* Begin Excerpted records *
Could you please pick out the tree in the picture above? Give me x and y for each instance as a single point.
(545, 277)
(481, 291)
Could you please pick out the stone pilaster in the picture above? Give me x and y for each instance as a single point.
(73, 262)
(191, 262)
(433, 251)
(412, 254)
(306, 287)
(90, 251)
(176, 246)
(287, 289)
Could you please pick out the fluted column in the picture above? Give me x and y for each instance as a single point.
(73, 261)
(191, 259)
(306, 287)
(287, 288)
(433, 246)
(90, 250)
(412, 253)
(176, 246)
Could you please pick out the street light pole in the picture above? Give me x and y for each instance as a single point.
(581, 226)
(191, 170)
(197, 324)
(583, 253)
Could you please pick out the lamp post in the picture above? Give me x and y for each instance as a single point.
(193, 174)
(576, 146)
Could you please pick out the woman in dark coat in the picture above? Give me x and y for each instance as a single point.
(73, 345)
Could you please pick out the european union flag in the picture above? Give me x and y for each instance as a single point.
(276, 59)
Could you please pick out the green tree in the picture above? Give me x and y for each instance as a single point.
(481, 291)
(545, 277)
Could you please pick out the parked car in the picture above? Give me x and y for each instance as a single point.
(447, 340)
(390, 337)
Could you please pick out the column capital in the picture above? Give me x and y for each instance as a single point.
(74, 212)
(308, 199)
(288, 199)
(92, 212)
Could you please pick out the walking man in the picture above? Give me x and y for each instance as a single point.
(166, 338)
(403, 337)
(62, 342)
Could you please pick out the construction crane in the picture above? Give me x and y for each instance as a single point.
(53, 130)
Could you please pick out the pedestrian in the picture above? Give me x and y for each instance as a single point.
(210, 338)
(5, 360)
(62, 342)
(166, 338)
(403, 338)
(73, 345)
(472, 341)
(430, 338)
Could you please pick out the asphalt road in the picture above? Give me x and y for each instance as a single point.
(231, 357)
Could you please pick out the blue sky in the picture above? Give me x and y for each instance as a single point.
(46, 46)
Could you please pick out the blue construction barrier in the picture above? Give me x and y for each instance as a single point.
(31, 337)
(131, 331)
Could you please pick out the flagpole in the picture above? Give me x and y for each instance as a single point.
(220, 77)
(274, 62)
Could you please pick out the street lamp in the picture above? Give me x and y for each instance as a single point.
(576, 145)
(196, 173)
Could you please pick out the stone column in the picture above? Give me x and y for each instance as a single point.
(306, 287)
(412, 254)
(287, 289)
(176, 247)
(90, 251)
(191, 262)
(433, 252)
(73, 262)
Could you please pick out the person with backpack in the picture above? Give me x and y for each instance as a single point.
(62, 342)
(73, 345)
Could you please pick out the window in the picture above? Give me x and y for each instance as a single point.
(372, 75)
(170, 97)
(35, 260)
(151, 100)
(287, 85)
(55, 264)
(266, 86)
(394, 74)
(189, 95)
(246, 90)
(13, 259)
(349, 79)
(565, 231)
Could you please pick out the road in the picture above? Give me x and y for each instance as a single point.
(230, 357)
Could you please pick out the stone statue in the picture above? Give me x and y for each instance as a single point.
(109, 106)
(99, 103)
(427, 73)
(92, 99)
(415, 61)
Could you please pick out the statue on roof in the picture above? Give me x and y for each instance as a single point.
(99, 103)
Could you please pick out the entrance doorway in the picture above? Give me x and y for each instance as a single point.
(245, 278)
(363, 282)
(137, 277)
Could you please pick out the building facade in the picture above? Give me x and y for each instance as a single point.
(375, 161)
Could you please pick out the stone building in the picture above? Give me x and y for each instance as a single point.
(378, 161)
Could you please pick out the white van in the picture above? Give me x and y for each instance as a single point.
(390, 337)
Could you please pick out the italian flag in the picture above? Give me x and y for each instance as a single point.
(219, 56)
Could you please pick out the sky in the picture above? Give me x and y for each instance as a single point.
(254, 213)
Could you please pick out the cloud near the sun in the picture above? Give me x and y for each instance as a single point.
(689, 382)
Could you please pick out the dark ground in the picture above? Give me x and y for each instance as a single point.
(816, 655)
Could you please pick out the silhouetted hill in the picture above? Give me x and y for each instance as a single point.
* End Excerpted records *
◆ **Exercise goal**
Take the data above and return it exactly.

◆ **Answer below**
Could you please pick out the tree in the picture above? Give me x and y for each instance as a single point.
(545, 277)
(481, 291)
Could you please pick out the stone pilaster in the picture above? Give me x and y for each instance as a single point.
(73, 262)
(191, 262)
(433, 251)
(412, 254)
(306, 287)
(90, 251)
(176, 246)
(287, 289)
Could you please pick out the fluted column in the picture above? Give me x and y for each instance as a single point.
(73, 261)
(191, 259)
(306, 287)
(287, 288)
(433, 246)
(90, 250)
(412, 253)
(176, 246)
Could you please pick out the street light pole in the picture above? Give me x and y for each instance as a single point.
(581, 226)
(191, 170)
(197, 324)
(583, 253)
Could you please pick out the lamp post in the picture above? Give me x and y for each instance as a single point.
(193, 174)
(576, 146)
Could you please pick out the woman in dark coat in the picture above? Give me x and y for each instance as a single point.
(73, 345)
Could you please pick out the european union flag in the picture above? Give me x and y for each instance as a single point.
(276, 59)
Could you please pick out the green tree in the picture above? Give me x and y for each instance as a single point.
(481, 291)
(545, 277)
Could you please pick out the parked car in the picture above? Give me x and y for each instance as a single point.
(447, 340)
(390, 337)
Could you please pick out the column capital in the picture above? Give me x and y for each instance as a single point.
(74, 212)
(308, 199)
(288, 199)
(92, 212)
Could you please pick out the walking man in the picture above? Give me x and y for each instance as a single point.
(166, 338)
(403, 337)
(62, 342)
Could you please pick out the construction crane in the picture above? Give me x and y for each instance as a single point.
(53, 130)
Could you please pick out the pedestrian in the picture above? Give me x and y for each instance as a single point.
(210, 338)
(5, 360)
(62, 342)
(166, 338)
(403, 338)
(73, 345)
(472, 341)
(430, 338)
Could you please pick out the asphalt road in the picture above? Give me x and y for each instance as a single point.
(231, 357)
Could you please pick out the blue sky in the picture above? Give me x and y for each instance as a single point.
(46, 46)
Could you please pick out the blue construction barrier in the picture above? Give me x and y for each instance as a single point.
(31, 337)
(131, 331)
Could you please pick out the flagpole in the picture above? Give me x and y for each instance as a single point.
(220, 77)
(274, 62)
Could you please pick out the street lamp in the picture above? Give me x and y for each instance as a single point.
(576, 145)
(196, 173)
Could you please pick out the stone column in the picture above? Give me x and y for each instance as a single point.
(306, 287)
(412, 254)
(287, 289)
(176, 247)
(90, 251)
(191, 262)
(433, 252)
(73, 262)
Could you please pick out the person with backpack in the picture above? Give me x and y for each instance as a single point.
(62, 342)
(73, 345)
Could you please pick out the window in the picture above? Give me x and y for each instance as a single point.
(372, 75)
(170, 97)
(35, 260)
(151, 100)
(287, 85)
(55, 264)
(266, 86)
(394, 74)
(189, 95)
(246, 90)
(13, 259)
(349, 79)
(565, 231)
Could you please pick out the road in the picture above? Give me x and y for each instance as a single point.
(230, 357)
Could you please pick out the stone statue in the picture above? Give me x and y for each instance as a single point.
(109, 106)
(99, 103)
(427, 73)
(92, 99)
(415, 61)
Could you please pick out the statue on roof in the picture above? Give me x and y for each instance as a single point.
(99, 103)
Could you please pick out the entrance doorway in the picture above? Give me x and y for each instance as a single point.
(245, 278)
(363, 282)
(137, 277)
Could you please pick out the building facade in the picture above? Give me x and y for each instance as a single point.
(375, 161)
Could you please pick out the stone building in the picture above? Give me x and y for each instance as a single point.
(378, 161)
Could you please pick out the white van in the picture above? Give me x and y for each instance as a single point.
(390, 337)
Could you please pick out the italian flag in the picture above? Give me x and y for each instance as a single point.
(219, 56)
Could you please pick out the sky in the picture above? Give me x and y for each instance as a single point.
(254, 213)
Could you please pick out the cloud near the sun in the picture above? Give me x and y for each instance as a single point.
(689, 382)
Could you please pick out the dark ground in the picture above? Give me x and y for each instance as a single point.
(816, 655)
Could you please pick out the silhouetted hill in the picture above? Give me x and y for each instance as a single point.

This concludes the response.